- **Task details**: Return each line of the material that contains the word "open". Case counts.
-- start of Dataset excerpts --
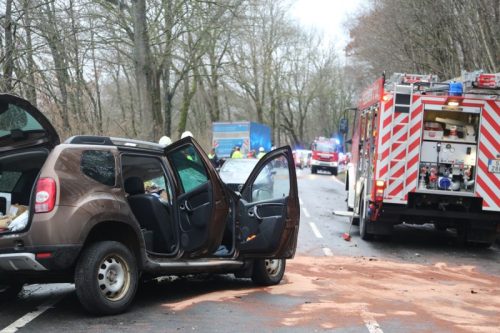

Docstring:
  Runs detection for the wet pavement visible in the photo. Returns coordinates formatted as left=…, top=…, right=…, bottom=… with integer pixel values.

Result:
left=0, top=169, right=500, bottom=333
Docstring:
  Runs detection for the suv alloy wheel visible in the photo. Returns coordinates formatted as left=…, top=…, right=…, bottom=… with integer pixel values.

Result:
left=252, top=259, right=286, bottom=286
left=75, top=241, right=139, bottom=315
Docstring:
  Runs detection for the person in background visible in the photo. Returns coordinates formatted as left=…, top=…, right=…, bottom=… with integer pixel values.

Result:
left=231, top=146, right=243, bottom=158
left=257, top=147, right=266, bottom=159
left=208, top=148, right=219, bottom=168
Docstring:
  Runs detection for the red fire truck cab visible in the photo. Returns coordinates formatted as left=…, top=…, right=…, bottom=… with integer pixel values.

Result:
left=346, top=72, right=500, bottom=246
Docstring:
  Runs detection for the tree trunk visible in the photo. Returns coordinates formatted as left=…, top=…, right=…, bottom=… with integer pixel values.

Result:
left=133, top=0, right=154, bottom=141
left=0, top=0, right=14, bottom=92
left=23, top=0, right=37, bottom=106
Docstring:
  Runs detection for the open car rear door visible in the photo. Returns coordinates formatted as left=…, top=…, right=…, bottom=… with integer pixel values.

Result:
left=165, top=137, right=229, bottom=258
left=236, top=146, right=300, bottom=258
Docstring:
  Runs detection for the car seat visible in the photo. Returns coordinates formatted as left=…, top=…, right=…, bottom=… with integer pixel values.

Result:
left=124, top=177, right=175, bottom=253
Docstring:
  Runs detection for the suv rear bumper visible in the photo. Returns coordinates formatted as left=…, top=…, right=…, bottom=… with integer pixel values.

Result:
left=0, top=252, right=47, bottom=271
left=0, top=245, right=82, bottom=273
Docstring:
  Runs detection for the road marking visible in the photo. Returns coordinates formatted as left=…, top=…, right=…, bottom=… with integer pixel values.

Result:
left=361, top=309, right=384, bottom=333
left=309, top=222, right=323, bottom=238
left=302, top=207, right=311, bottom=218
left=323, top=247, right=333, bottom=257
left=0, top=295, right=63, bottom=333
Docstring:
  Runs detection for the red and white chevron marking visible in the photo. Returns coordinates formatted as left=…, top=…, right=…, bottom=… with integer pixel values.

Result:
left=375, top=98, right=394, bottom=180
left=475, top=100, right=500, bottom=211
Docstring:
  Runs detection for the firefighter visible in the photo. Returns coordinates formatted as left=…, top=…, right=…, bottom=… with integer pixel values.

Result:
left=208, top=148, right=219, bottom=168
left=231, top=146, right=243, bottom=158
left=257, top=147, right=266, bottom=160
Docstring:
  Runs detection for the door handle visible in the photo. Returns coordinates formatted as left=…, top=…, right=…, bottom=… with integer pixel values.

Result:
left=184, top=200, right=193, bottom=213
left=248, top=206, right=262, bottom=220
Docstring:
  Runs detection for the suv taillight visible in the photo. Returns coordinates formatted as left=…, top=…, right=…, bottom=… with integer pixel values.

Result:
left=35, top=178, right=56, bottom=213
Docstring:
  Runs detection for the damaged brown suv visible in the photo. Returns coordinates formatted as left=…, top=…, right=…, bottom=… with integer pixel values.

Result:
left=0, top=94, right=299, bottom=314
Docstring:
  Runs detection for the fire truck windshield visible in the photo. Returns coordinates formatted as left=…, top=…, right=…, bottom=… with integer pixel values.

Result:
left=314, top=142, right=337, bottom=153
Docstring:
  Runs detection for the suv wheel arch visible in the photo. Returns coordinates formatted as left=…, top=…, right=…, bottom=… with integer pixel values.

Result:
left=82, top=221, right=146, bottom=269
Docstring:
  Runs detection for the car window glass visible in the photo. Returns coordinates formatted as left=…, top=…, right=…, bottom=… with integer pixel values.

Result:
left=251, top=155, right=290, bottom=202
left=169, top=145, right=208, bottom=193
left=0, top=171, right=22, bottom=192
left=121, top=154, right=172, bottom=203
left=80, top=150, right=115, bottom=186
left=0, top=103, right=43, bottom=137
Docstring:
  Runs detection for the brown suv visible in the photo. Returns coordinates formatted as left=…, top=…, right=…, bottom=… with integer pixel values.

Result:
left=0, top=94, right=300, bottom=314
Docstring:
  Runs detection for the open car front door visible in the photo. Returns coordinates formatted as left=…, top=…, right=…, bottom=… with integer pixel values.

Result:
left=165, top=137, right=229, bottom=258
left=236, top=146, right=300, bottom=258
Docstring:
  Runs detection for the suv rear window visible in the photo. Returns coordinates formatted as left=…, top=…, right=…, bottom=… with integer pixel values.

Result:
left=0, top=103, right=43, bottom=137
left=0, top=171, right=22, bottom=192
left=80, top=150, right=115, bottom=186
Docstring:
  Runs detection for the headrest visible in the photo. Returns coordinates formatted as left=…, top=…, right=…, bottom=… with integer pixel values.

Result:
left=125, top=177, right=144, bottom=195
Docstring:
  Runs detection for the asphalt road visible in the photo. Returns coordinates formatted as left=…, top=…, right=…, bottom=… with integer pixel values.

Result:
left=0, top=169, right=500, bottom=333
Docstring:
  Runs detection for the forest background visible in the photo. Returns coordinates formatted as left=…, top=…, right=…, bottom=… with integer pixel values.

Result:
left=0, top=0, right=500, bottom=148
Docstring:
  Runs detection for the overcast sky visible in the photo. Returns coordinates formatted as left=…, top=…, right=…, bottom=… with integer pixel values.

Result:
left=291, top=0, right=366, bottom=49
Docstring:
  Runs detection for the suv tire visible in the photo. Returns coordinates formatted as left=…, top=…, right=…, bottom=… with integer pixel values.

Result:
left=75, top=241, right=139, bottom=315
left=252, top=259, right=286, bottom=286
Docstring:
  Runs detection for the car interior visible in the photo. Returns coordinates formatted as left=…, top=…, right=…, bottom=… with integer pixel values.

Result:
left=121, top=155, right=178, bottom=254
left=0, top=149, right=48, bottom=214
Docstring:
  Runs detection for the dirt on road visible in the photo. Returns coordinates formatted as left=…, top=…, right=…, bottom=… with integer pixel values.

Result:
left=165, top=256, right=500, bottom=332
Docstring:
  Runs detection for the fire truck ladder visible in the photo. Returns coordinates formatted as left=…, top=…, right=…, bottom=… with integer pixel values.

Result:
left=388, top=84, right=413, bottom=202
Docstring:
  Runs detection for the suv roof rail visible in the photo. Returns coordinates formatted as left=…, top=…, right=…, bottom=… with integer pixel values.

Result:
left=64, top=135, right=113, bottom=146
left=64, top=135, right=165, bottom=151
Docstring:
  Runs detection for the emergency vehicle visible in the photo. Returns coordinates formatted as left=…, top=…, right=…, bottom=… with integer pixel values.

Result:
left=311, top=137, right=340, bottom=176
left=346, top=72, right=500, bottom=246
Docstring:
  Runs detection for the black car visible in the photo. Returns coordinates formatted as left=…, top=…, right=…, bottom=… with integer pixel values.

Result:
left=219, top=158, right=278, bottom=198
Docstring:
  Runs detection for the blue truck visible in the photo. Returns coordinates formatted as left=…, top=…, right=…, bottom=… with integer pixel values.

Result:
left=212, top=121, right=271, bottom=158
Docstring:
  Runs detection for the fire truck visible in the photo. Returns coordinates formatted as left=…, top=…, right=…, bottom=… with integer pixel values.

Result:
left=311, top=137, right=340, bottom=176
left=346, top=71, right=500, bottom=247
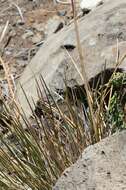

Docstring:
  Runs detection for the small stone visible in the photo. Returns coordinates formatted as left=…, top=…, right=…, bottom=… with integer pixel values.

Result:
left=32, top=33, right=42, bottom=44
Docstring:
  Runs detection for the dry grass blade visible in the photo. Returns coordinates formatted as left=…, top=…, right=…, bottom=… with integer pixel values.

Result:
left=0, top=21, right=9, bottom=43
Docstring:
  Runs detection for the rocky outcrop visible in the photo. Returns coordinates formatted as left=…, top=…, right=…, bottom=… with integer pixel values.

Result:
left=17, top=0, right=126, bottom=114
left=53, top=131, right=126, bottom=190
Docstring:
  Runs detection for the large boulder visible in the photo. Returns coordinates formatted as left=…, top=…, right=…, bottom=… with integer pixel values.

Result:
left=53, top=131, right=126, bottom=190
left=17, top=0, right=126, bottom=115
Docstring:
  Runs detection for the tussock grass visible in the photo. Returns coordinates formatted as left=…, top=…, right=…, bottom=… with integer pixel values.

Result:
left=0, top=1, right=126, bottom=190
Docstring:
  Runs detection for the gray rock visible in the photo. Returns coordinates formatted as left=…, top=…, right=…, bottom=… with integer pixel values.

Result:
left=32, top=23, right=44, bottom=32
left=80, top=0, right=102, bottom=10
left=53, top=131, right=126, bottom=190
left=22, top=30, right=34, bottom=40
left=17, top=0, right=126, bottom=115
left=32, top=33, right=42, bottom=44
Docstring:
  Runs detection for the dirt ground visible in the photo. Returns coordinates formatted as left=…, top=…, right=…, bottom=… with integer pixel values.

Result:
left=0, top=0, right=69, bottom=80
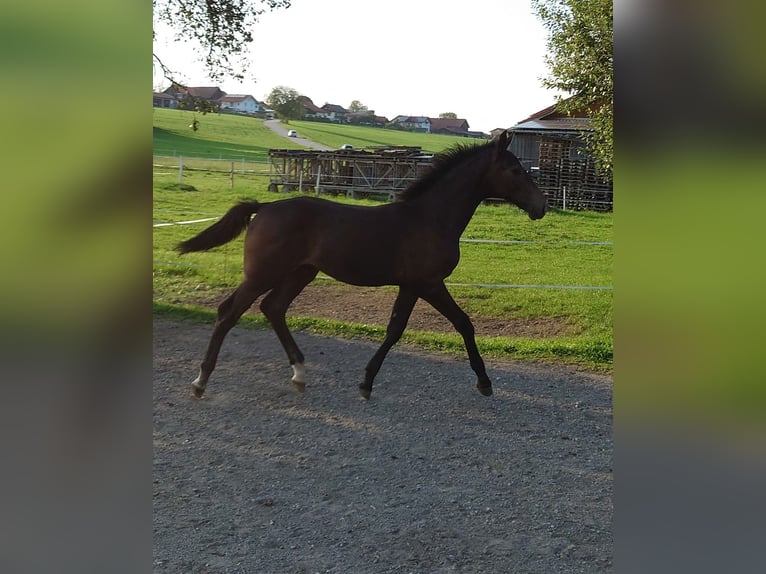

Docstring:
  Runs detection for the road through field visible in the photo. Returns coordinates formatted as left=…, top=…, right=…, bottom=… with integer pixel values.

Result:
-- end of Dataset excerpts --
- **Reply to the exercise**:
  Runs detection for the open car rear door visible in the photo. Returns coordinates formatted as left=…, top=…, right=…, bottom=… with integer pixel values.
  Runs detection for the open car front door visible in the photo. Returns coordinates formatted as left=…, top=…, right=…, bottom=… with integer pixel values.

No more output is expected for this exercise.